TEXTO SELECIONADO:
A Psicanálise fundamenta-se no uso da palavra. Não se trata, portanto, de uma crítica ao uso dessa classe de medicamentos, mas sim do seu mau uso. Sendo que nesse, há o apagamento do sujeito e suas questões, mortificando-o. Com isso, no discurso médico, ao sujeito não lhe é dada a voz, sendo que nesse há um saber que lhe antecede, com respostas pré-fabricadas a questões subjetivas, que estão para além da ordem médica. A Psicanálise por sua vez, vai à outra direção. Essa vem dar voz ao sujeito para então, encontrar novos caminhos de vida.

Para Freud, há um modo de gozo particular a cada sujeito e isso lhe é único. Portanto, quando se abre a escuta encontra-se a possibilidade de criar novos caminhos. Se por um lado, a medicina propõe a igualdade entre a verdade e o saber, ignorando o sujeito e suas questões subjetivas; por outro, a Psicanálise privilegia o sujeito e seu sofrimento, fazendo-o falar sobre o que lhes faz sofrer; não pretendendo com isso a felicidade, nem tampouco a adequação as estruturas sociais, mas antes, encontrar algo de singular em seu modo de gozo. Para Gonçalves, et al. (2008, p. 65) “não cabe à psicanálise se submeter à ditadura da felicidade”.

Desse modo, o que pode o analista, frente a medicalização da angústia e do sofrimento? Ou ainda, o que pode a Psicanálise frente à pílula? A análise é em si uma experiência de significação, um modo de operar sobre os significantes, que marcaram a vida do sujeito. Dito de outro modo, um ressignificar de histórias. A Psicanálise, diferentemente da medicina que deseja extirpar o sintoma do sujeito, busca desse, um saber fazer com isso, ao implicá-lo naquilo que lhe ocorre e no seu modo de gozo. É encontrar outra direção, mais criativa para sua existência. Para Vieira (2008):

O psicanalista pode propor algum caminho alternativo? Sim. O psicanalista o busca no mundo de coisas que gravitam em torno de nós, mas que, por não se encaixarem, ficam ali, praticamente invisíveis, na condição de figurantes, de nosso cinema pessoal. Quando na cena principal, é preciso lidar com o Outro da angustia, pode ser útil, convocar todos para que cada um conte sua historia. A análise ao invés de buscar livrar o sujeito do sintoma, vai lhe dar m lugar, faze-lo falar. Ao Outro da angustia diz-se algo como: “Com você, posso aprender sobre mim” (VIEIRA, 2008. p. 37).

PERGUNTAS:
**a)** No texto sobre psicanálise, em que se fundamenta a Psicanálise?
**b)** Dê sequência ao texto sobre psicanálise, começando logo depois da última frase.

DADOS:
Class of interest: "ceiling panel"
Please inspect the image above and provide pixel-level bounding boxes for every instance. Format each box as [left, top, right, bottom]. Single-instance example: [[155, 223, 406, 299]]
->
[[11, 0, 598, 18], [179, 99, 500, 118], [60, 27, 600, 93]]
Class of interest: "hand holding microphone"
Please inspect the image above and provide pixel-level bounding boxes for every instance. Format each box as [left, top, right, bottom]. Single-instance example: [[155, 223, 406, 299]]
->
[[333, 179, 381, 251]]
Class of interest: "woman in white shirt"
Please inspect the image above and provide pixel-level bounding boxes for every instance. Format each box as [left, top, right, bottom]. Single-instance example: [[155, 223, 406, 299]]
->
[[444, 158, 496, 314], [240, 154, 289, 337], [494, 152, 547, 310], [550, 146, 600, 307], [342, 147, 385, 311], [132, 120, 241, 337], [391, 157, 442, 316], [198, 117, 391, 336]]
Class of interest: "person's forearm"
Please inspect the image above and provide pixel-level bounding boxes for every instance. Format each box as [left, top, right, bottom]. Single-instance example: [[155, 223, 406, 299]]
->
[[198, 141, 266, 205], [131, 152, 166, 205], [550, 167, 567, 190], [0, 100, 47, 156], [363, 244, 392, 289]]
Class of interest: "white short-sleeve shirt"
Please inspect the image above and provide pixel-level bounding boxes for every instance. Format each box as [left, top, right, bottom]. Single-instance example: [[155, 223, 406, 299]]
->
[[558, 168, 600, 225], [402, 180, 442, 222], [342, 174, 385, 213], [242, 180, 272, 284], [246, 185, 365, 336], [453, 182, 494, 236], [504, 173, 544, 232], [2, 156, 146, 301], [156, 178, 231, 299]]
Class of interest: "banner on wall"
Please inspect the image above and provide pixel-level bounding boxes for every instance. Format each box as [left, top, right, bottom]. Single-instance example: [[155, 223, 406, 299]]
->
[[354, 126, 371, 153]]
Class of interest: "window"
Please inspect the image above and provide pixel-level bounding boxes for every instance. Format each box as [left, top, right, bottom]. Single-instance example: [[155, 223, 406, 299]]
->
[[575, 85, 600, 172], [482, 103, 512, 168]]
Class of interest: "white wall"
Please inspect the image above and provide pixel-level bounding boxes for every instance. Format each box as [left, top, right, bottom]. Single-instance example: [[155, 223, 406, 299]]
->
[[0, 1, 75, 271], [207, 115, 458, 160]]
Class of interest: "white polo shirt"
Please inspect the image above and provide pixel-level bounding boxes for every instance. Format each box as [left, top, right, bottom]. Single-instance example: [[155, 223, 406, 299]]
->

RESPOSTAS:
**a)** No uso da palavra.

**b)**
O convite do analista ao sujeito para contar sua história pessoal, é um recontar caminhos, percursos, trilhas. É um ir e vir, é um refazer-se diante daquilo que lhe causa horror. É encontrar algo de singular diante do caos que lhe atravessa. A angústia funciona então como uma bússola orientadora ao desejo. Dando ao sujeito a possibilidade de um outro espaço, um novo lugar, uma nova posição mais digna aquele que se atreve a fazer a travessia. Fico com as palavras de Rubem Alves quando diz “ostra feliz não faz pérola”.


Referências Bibliográficas
BESSET, V.L. Angústia. São Paulo: Escuta, 2002.
FREUD, S. Edição Standard Brasileira das Obras Psicológicas Completas de Sigmund Freud. Edição Standard Brasileira. Rio de Janeiro: Imago, 1976, 24 vols.
FREUD, S. Inibição, sintoma e angústia. Edição Standard Brasileira das Obras Psicológicas Completas de Sigmund Freud, vol. XX. Rio de Janeiro: Imago, 2006.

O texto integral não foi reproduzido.